VORLIEGENDER TEXT:
====
Reden zum Volkstrauertag 1933

Halterner Zeitung berichtet über zwei Gedenkfeiern in Haltern zum Volkstrauertag 1933 

Autor des Beitrags: Werner Nienhüser

Die beiden folgenden Artikeln sind in der „Halterner Zeitung“ (auf Seite 3) vom 14. März 1933 erschienen1Digitale Kopien der Zeitungsausgabe vom 14.3.1933 sind hier zu finden: https://zeitpunkt.nrw/ulbms/periodical/zoom/17088403. Leider sind nicht alle Ausgaben verfügbar. Für den Zeitraum nach 1933 sind bisher keinerlei Digitalisate vorhanden. Ich habe eine Abschrift der Reden erstellt, da die Kopien der Zeitungsartikel an etlichen Stellen optisch schlecht lesbar sind und auch die Frakturschrift das Lesen nicht erleichtert. Die damalige Rechtschreibung habe ich beibehalten. Fettsetzungen der Überschriften habe ich übernommen und Hervorhebungen des Originals mit Sperrschrift durch Kursivsetzung ersetzt.. Sie berichten über zwei Gedenkfeiern am „Volkstrauertag“ am 12. März 1933. Gedacht wurde der „Gefallenen“ des (aus der heutigen Sicht Ersten) Weltkrieges. Dokumentiert sind in den beiden Artikeln die jeweiligen Reden, gehalten von Marine-Ingenieur Prüger in Haltern-Stadt und von Dr. Josef Rieth 2Dr. Josef Rieth, NSDAP-Mitglied seit 1933, war ab 1921 Amtmann des Amtes Haltern, zur Zeit der Rede Bürgermeister des Amtes Haltern, später, ab Juli 1933, dann Landrat des Landratsamtes Recklinghausen. Siehe https://de.wikipedia.org/wiki/Josef_Rieth; und Schäfer, Jürgen (2001): Die Landräte des Kreises Recklinghausen von 1816 bis 1999. Eine Datensammlung. Recklinghausen., dem damaligen Bürgermeister von Haltern.

Die Heimat gedachte der Toten

Ein Fahnenmeer bildete am Sonntagvormittag die Rekumerstraße, als unter dumpf erklingendem Trommelwirbel in endlosem Zuge die Vereine zum Kriegerdenkmal zogen, um hier einer Gedenkfeier für die Gefallenen der Stadt beizuwohnen.

Eine unübersehbare Menschenmenge umstand das Kriegerdenkmal, als der Musikverein Haltern die Gedenkfeier mit einem Musikstück einleitete. Nach dem vom M.G.V. „Frohsinn“ stimmungsvoll vorgetragenen „Reiters Morgengebet“ hielt der Marine–Ingenieur Prüger die Gedenkrede. Er führte aus:

Volkstrauertag!
====
BEREITGESTELLTES MATERIAL:
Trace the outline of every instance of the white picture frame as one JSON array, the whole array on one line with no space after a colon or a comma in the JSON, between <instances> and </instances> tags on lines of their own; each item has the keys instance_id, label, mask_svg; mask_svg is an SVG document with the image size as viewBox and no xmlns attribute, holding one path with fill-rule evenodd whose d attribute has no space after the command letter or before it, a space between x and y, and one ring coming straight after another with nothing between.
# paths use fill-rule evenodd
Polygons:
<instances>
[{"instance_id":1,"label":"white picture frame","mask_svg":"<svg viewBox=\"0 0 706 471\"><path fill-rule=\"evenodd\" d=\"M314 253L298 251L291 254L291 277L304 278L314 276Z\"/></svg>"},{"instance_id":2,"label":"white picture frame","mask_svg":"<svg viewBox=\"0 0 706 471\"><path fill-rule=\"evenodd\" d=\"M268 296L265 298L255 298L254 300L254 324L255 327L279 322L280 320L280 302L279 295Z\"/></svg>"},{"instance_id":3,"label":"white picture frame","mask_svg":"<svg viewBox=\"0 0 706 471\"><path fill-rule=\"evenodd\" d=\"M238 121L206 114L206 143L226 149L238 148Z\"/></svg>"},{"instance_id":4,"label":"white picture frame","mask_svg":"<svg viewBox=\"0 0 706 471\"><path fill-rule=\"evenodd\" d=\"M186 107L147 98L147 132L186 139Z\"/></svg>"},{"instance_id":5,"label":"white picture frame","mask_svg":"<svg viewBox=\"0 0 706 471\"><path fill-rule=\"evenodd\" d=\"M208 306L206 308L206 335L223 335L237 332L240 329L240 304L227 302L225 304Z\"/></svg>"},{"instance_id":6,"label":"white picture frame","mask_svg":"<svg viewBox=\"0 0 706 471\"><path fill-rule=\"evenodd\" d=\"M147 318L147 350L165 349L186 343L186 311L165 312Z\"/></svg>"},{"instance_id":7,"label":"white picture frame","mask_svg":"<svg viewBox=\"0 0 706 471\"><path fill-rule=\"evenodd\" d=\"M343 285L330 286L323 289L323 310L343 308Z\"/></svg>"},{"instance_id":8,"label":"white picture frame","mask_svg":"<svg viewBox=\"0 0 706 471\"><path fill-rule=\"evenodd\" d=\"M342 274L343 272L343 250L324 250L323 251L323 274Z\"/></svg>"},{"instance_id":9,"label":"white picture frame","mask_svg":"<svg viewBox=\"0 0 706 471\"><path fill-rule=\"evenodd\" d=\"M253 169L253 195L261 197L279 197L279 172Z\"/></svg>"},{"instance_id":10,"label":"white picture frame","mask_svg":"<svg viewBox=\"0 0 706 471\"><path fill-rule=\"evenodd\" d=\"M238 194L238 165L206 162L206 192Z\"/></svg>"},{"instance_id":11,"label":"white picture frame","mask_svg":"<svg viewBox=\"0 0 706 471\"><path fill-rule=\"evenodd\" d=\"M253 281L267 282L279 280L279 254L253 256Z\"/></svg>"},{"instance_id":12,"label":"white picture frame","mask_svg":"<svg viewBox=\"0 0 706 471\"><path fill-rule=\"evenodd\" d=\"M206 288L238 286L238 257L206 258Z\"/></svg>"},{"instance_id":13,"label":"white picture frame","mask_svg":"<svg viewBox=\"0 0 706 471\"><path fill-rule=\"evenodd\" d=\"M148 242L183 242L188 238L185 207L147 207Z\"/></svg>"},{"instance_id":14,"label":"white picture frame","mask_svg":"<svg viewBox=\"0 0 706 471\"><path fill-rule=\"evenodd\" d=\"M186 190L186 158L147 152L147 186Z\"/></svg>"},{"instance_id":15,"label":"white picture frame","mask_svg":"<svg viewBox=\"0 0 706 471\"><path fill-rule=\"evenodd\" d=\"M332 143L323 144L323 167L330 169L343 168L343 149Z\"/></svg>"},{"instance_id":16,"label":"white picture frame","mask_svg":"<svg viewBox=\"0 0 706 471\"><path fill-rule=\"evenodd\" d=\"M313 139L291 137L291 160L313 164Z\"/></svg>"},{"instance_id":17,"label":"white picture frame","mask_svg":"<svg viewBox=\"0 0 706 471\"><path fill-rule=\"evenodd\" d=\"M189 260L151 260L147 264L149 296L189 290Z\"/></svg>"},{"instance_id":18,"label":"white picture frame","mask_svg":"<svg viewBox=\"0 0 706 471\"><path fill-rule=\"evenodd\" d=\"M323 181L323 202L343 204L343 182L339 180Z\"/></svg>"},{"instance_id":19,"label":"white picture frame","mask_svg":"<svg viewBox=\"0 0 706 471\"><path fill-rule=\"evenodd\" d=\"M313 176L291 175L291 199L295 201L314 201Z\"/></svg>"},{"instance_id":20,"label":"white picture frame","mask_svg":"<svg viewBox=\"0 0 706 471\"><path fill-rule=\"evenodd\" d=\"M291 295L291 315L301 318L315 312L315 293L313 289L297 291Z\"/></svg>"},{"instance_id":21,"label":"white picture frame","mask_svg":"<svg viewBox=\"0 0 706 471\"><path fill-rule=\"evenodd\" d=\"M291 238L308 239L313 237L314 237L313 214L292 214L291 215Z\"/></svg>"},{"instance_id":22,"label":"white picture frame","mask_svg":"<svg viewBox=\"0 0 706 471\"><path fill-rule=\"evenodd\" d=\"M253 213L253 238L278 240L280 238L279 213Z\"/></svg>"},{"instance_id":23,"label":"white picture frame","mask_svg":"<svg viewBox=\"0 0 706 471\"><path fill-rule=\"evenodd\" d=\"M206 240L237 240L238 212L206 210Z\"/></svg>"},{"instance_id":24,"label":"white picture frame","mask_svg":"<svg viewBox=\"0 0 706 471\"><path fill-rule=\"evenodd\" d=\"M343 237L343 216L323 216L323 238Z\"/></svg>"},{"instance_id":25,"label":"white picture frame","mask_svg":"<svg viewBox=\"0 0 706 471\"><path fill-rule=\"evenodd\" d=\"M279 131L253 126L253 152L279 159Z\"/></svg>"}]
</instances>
====
AUFGABEN:
- A) Übersetze den folgenden Satz aus dem Beitrag zum Volkstrauertag 1933 ins Englische: „Eine unübersehbare Menschenmenge umstand das Kriegerdenkmal, als der Musikverein Haltern die Gedenkfeier mit einem Musikstück einleitete.“
- B) Gib aus dem Beitrag zum Volkstrauertag 1933 eine Passage wortgetreu wieder: Beginne bei den Worten „Ein Fahnenmeer bildete“ und höre nach „der Stadt beizuwohnen.“ auf.
- C) Aus welchem Grund hat der Autor laut dem Beitrag zum Volkstrauertag 1933 eine Abschrift der Reden erstellt? Antworte in ein bis drei Sätzen.

ERWARTETE ANTWORTEN:
- A) A vast crowd surrounded the war memorial as the Haltern music society opened the memorial ceremony with a piece of music.

- B)
Ein Fahnenmeer bildete am Sonntagvormittag die Rekumerstraße, als unter dumpf erklingendem Trommelwirbel in endlosem Zuge die Vereine zum Kriegerdenkmal zogen, um hier einer Gedenkfeier für die Gefallenen der Stadt beizuwohnen.

- C) Die Kopien der Zeitungsartikel sind an etlichen Stellen optisch schlecht lesbar. Außerdem erleichtert die Frakturschrift das Lesen nicht.